■ **Goal of the exercise**
Pull out every line below that contains the string "lamp", matching case exactly.

■ **Task data**

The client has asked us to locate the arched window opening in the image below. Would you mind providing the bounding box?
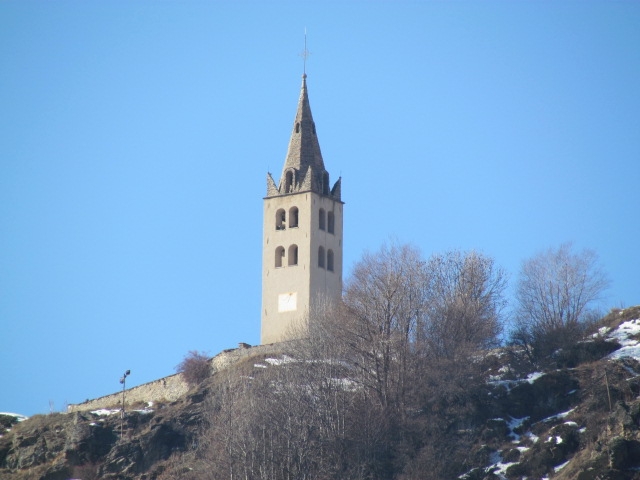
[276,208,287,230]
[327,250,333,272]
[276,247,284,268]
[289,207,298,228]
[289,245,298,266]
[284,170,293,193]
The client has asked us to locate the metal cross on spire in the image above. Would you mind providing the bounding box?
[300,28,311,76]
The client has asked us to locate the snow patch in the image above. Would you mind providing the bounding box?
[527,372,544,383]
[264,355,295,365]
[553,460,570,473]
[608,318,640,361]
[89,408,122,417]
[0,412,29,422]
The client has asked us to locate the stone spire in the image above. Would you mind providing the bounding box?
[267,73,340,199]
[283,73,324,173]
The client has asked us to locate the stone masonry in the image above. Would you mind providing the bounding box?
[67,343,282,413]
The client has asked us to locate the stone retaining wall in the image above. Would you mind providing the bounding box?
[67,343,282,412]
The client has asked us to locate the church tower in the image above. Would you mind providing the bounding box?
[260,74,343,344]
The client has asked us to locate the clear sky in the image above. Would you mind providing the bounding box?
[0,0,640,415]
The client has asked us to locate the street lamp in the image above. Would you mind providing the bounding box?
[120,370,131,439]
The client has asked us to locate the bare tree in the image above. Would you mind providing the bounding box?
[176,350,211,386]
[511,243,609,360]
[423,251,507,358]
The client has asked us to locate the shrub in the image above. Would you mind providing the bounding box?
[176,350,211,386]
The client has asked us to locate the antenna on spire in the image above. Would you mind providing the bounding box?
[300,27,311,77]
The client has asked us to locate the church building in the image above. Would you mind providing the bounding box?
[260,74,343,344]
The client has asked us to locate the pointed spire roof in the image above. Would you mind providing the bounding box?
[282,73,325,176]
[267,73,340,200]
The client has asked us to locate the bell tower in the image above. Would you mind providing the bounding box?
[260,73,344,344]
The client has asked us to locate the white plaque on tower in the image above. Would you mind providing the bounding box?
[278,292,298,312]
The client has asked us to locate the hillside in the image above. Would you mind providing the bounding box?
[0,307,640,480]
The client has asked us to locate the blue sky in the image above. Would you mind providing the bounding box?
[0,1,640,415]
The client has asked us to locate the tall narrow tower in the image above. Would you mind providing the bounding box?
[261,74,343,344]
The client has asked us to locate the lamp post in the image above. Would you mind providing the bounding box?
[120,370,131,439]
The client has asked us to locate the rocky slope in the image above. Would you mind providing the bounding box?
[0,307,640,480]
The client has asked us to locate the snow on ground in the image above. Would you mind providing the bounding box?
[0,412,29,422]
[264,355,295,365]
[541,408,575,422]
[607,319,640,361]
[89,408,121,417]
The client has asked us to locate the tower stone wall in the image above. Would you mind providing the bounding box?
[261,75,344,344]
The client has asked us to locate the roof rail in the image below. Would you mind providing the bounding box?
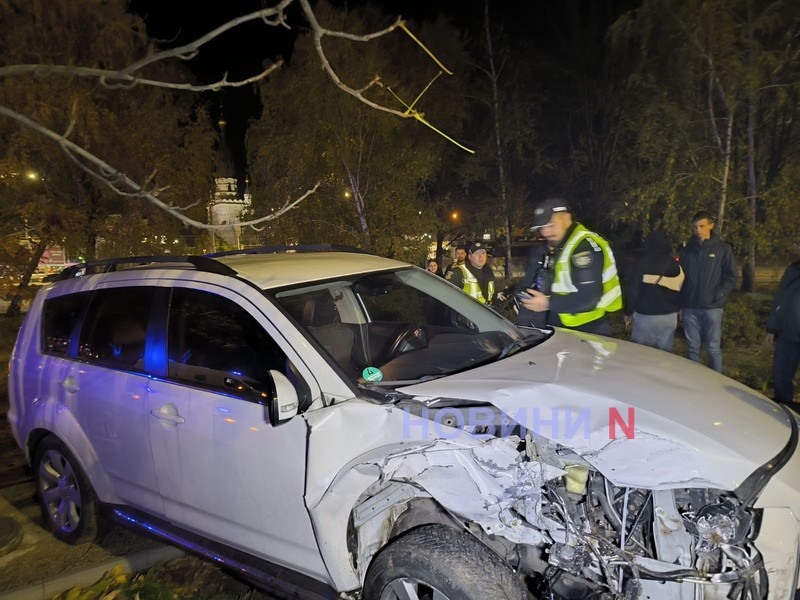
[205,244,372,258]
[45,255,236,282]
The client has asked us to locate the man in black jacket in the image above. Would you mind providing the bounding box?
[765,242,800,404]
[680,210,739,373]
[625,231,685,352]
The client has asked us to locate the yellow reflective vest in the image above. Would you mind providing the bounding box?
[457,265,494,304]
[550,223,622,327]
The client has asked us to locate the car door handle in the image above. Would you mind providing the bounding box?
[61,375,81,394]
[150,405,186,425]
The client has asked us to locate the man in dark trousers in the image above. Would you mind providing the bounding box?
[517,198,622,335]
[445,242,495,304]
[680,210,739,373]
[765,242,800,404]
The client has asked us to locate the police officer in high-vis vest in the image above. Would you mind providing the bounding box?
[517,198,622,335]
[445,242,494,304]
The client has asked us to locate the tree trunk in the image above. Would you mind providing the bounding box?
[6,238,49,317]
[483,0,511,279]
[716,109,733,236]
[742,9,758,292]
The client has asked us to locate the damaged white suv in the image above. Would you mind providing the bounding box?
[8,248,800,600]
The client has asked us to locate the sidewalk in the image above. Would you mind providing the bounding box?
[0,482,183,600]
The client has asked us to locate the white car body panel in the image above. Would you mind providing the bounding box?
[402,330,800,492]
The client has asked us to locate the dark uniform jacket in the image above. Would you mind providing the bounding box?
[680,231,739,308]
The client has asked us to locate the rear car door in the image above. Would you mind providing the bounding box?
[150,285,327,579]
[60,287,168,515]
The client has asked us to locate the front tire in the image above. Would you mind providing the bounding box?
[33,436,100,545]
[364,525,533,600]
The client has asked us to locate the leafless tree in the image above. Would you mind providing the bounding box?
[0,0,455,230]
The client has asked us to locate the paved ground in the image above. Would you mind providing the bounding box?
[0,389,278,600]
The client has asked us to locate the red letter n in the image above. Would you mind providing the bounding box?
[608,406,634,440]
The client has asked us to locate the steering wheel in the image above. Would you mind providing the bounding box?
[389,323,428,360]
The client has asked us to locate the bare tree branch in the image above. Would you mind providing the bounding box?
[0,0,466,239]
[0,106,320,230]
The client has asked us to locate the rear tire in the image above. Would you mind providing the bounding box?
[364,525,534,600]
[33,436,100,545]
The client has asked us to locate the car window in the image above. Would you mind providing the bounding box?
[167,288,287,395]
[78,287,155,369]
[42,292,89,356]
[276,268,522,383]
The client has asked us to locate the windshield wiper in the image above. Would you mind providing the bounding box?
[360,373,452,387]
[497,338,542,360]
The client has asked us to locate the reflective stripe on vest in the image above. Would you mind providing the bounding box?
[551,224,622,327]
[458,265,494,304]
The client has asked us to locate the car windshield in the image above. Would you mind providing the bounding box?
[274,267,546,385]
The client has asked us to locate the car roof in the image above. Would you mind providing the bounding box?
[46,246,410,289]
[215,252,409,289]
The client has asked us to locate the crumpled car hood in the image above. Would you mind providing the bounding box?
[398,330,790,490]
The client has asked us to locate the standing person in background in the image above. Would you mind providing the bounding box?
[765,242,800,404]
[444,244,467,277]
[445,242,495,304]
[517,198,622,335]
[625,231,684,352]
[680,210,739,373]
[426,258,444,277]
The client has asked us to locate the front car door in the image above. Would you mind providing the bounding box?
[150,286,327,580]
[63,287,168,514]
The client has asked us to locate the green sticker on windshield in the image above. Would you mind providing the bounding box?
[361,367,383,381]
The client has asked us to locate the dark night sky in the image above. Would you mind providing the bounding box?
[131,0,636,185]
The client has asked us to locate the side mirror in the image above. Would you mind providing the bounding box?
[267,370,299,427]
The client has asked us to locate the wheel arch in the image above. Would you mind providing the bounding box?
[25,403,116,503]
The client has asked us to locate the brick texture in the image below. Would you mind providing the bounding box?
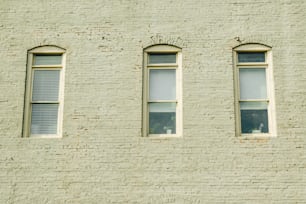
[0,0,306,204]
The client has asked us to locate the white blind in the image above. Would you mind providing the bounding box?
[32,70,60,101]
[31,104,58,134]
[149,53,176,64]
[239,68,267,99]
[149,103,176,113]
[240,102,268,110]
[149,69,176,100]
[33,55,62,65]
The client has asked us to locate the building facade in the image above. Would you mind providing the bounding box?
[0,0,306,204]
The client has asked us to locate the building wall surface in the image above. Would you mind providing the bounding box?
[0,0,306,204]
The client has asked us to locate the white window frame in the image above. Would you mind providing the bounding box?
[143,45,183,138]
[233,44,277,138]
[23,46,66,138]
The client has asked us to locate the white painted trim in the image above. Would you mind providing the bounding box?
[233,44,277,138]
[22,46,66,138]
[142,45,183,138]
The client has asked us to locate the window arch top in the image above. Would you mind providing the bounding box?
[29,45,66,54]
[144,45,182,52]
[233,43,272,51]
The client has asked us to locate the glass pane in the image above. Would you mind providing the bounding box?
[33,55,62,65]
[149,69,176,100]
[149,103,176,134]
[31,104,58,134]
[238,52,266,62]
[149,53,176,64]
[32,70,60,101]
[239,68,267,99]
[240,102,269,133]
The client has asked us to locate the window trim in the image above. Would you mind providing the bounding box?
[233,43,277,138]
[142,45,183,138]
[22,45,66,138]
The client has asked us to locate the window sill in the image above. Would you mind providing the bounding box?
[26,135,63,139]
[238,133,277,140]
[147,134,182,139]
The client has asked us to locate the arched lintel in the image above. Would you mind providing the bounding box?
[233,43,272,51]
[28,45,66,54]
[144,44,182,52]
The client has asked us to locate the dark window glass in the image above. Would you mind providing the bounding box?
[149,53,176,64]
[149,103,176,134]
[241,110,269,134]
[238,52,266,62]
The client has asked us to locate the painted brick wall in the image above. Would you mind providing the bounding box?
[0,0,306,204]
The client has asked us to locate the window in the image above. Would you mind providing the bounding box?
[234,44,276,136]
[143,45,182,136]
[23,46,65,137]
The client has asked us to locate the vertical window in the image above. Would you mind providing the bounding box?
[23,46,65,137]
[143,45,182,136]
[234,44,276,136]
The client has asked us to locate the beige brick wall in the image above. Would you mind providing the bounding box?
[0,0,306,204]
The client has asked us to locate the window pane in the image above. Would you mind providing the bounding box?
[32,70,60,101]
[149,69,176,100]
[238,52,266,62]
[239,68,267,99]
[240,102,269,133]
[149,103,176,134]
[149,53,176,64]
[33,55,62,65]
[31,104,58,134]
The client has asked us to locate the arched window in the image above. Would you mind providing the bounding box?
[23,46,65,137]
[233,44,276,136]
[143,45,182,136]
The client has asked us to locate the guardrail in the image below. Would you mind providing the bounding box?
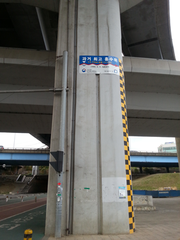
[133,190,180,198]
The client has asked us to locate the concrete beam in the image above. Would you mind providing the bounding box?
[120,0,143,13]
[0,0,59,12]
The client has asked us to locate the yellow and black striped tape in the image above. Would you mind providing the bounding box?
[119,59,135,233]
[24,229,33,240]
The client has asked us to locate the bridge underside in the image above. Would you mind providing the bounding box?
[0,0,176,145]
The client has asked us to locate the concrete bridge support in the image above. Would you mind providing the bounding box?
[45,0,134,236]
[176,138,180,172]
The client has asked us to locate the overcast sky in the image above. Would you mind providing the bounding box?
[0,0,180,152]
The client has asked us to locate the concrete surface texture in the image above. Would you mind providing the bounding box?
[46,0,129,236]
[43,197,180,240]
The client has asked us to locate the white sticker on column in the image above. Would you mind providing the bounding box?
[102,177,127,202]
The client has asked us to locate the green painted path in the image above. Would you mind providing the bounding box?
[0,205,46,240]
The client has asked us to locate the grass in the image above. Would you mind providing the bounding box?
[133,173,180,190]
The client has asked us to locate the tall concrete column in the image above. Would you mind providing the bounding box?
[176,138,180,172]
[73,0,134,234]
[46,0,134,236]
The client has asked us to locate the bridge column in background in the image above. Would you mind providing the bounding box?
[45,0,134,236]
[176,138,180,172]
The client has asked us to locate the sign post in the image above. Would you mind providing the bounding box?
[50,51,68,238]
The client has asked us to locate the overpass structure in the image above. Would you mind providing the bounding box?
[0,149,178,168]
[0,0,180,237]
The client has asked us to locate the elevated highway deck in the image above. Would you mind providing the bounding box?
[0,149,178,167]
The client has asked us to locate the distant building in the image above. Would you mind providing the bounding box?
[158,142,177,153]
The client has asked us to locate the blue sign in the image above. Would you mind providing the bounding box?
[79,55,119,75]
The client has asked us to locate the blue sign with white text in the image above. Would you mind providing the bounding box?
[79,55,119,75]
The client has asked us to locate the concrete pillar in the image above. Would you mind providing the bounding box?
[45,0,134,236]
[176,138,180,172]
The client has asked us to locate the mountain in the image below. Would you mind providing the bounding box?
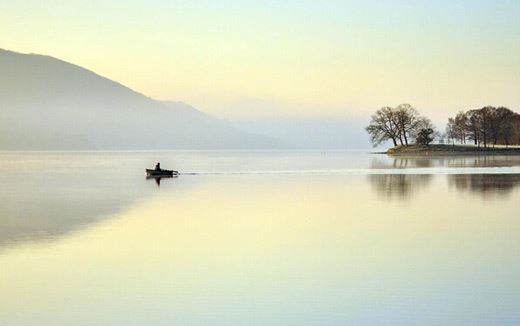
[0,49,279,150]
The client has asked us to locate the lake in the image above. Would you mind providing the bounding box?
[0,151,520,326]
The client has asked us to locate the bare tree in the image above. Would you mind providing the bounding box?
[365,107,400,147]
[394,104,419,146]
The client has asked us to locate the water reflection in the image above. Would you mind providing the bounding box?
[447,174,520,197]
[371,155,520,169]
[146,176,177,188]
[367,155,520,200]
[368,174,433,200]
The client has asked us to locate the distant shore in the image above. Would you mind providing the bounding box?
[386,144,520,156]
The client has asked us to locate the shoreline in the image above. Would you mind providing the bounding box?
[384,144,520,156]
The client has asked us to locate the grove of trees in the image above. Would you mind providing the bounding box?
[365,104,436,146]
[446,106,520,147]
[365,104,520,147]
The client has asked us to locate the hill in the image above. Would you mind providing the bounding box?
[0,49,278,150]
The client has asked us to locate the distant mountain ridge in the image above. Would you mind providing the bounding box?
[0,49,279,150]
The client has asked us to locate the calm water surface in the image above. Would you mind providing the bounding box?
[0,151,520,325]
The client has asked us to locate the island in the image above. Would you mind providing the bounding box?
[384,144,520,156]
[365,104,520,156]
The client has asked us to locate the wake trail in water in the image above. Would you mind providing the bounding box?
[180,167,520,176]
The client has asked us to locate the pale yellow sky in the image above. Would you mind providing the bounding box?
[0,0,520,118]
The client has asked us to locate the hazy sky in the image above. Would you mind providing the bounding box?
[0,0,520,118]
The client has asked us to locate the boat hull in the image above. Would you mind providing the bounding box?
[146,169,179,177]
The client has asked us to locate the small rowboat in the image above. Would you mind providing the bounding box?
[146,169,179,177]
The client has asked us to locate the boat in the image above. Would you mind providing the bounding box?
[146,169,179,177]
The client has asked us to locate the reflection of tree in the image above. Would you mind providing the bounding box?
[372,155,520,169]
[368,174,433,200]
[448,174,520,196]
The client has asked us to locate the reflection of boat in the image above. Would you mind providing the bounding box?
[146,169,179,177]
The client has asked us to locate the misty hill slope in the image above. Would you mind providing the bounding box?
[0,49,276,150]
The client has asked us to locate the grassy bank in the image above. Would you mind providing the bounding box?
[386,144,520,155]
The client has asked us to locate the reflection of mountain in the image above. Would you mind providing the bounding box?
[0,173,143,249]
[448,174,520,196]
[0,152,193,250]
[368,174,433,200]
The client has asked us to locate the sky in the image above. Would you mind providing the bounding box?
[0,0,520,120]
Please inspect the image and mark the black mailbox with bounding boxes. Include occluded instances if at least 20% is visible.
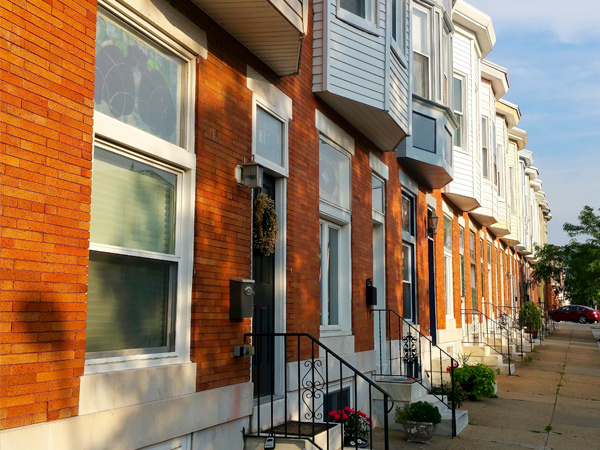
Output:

■ **Output for this exercise**
The client has asked us to locate the street lamp in the image above. Would you mind providing the bounding box?
The client has asked us to locate the lamp post in the image above. Would you mind providing the bounding box?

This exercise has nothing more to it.